# THE EXERCISE
List every line in the listing below that contains the word "green", matching its case exactly.

# DATASET RECORDS
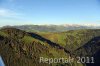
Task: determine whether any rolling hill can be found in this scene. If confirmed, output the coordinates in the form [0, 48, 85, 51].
[0, 28, 100, 66]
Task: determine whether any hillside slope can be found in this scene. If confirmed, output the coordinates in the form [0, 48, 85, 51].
[0, 28, 100, 66]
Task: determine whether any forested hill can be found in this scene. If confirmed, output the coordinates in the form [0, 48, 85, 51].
[0, 28, 100, 66]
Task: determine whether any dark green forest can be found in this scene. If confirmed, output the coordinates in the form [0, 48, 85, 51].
[0, 28, 100, 66]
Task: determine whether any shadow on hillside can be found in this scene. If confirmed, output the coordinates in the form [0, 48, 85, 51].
[29, 33, 70, 53]
[76, 36, 100, 66]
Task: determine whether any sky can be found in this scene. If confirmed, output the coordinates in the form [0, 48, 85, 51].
[0, 0, 100, 26]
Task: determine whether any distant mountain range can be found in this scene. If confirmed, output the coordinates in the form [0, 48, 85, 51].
[3, 24, 100, 32]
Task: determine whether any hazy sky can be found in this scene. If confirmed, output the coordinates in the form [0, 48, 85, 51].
[0, 0, 100, 26]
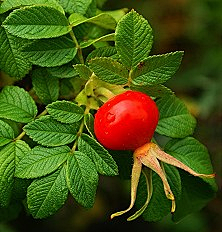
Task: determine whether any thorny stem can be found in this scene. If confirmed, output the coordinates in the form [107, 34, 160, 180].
[69, 30, 84, 64]
[14, 109, 47, 141]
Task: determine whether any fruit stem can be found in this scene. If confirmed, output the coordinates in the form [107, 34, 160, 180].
[127, 167, 153, 221]
[111, 156, 142, 219]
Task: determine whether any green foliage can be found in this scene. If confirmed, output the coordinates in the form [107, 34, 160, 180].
[0, 86, 37, 123]
[0, 0, 217, 225]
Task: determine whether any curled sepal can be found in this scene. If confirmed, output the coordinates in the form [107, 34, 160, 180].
[127, 168, 153, 221]
[111, 156, 142, 219]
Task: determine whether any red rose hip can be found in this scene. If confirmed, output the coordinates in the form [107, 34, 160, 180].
[94, 90, 159, 151]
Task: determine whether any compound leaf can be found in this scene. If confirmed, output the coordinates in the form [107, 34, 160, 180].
[0, 20, 32, 79]
[0, 0, 64, 14]
[89, 57, 128, 85]
[165, 137, 217, 221]
[0, 120, 15, 147]
[78, 134, 118, 176]
[24, 116, 79, 146]
[59, 0, 93, 15]
[47, 100, 84, 123]
[23, 36, 77, 67]
[74, 64, 92, 80]
[86, 46, 117, 62]
[32, 68, 59, 105]
[156, 95, 196, 138]
[15, 146, 70, 178]
[0, 140, 30, 207]
[67, 151, 98, 208]
[116, 10, 153, 69]
[0, 86, 37, 123]
[3, 5, 71, 39]
[27, 167, 68, 218]
[132, 52, 183, 86]
[69, 13, 116, 30]
[80, 33, 115, 48]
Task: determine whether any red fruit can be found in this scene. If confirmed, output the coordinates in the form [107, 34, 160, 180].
[94, 90, 159, 151]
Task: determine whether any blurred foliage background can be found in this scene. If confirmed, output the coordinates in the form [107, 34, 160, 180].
[0, 0, 222, 232]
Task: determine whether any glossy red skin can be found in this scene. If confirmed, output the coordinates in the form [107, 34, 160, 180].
[94, 90, 159, 151]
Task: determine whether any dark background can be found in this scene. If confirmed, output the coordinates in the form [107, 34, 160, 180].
[0, 0, 222, 232]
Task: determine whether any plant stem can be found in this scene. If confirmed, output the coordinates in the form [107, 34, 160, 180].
[70, 30, 84, 64]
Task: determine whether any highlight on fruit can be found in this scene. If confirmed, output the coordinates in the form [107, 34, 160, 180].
[94, 90, 215, 221]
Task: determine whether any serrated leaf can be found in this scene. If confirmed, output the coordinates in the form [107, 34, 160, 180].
[130, 85, 173, 98]
[0, 120, 15, 147]
[23, 36, 77, 67]
[78, 134, 118, 176]
[0, 20, 32, 79]
[165, 137, 217, 221]
[32, 68, 59, 105]
[86, 46, 117, 62]
[69, 13, 116, 30]
[15, 146, 70, 178]
[80, 33, 115, 48]
[59, 0, 93, 15]
[0, 140, 30, 207]
[67, 151, 98, 208]
[3, 6, 71, 39]
[23, 116, 79, 146]
[136, 164, 181, 221]
[84, 113, 95, 137]
[156, 95, 196, 138]
[47, 100, 84, 123]
[116, 10, 153, 69]
[0, 86, 37, 123]
[74, 64, 92, 80]
[0, 0, 64, 14]
[89, 57, 128, 85]
[27, 167, 68, 218]
[132, 52, 183, 86]
[47, 62, 78, 78]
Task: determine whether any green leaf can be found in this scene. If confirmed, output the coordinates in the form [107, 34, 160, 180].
[84, 113, 95, 137]
[47, 62, 78, 78]
[130, 85, 173, 98]
[59, 0, 93, 15]
[116, 10, 153, 69]
[15, 146, 70, 178]
[23, 36, 77, 67]
[3, 6, 71, 39]
[47, 101, 84, 123]
[0, 22, 32, 79]
[80, 33, 115, 48]
[89, 57, 128, 85]
[78, 134, 118, 176]
[0, 86, 37, 123]
[165, 137, 217, 221]
[69, 13, 116, 30]
[32, 68, 59, 105]
[23, 116, 79, 146]
[27, 167, 68, 218]
[0, 120, 15, 147]
[0, 0, 64, 14]
[86, 46, 117, 62]
[74, 64, 92, 80]
[136, 164, 181, 221]
[0, 140, 30, 207]
[156, 95, 196, 138]
[132, 52, 183, 86]
[67, 151, 98, 208]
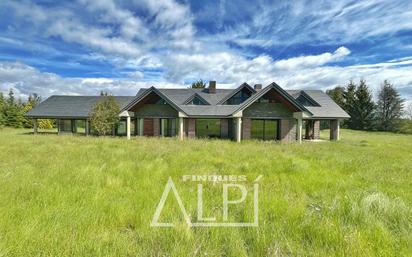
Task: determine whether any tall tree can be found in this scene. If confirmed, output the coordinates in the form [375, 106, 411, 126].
[376, 80, 404, 131]
[4, 89, 24, 128]
[90, 96, 120, 136]
[326, 86, 345, 109]
[352, 79, 375, 130]
[405, 102, 412, 120]
[190, 79, 206, 88]
[21, 93, 41, 128]
[343, 80, 357, 129]
[0, 92, 6, 128]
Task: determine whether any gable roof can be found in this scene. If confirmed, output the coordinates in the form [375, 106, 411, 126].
[121, 87, 182, 111]
[25, 95, 134, 118]
[287, 90, 350, 119]
[26, 83, 350, 119]
[183, 93, 210, 105]
[236, 82, 312, 114]
[217, 82, 256, 104]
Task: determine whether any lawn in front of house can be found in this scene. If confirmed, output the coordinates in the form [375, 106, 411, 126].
[0, 128, 412, 256]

# TASK RESULT
Task: determine whether any dark green forest can be found in this scene. If confirmed, output the coordinates in the form [0, 48, 85, 51].
Task: determine whether any green foliage can be found in this scene. If confirmed, output the coordinates in the form [107, 34, 160, 180].
Task: determine whether any green leaf can be found in this scene. If confirmed, output the coordinates in the form [107, 34, 160, 180].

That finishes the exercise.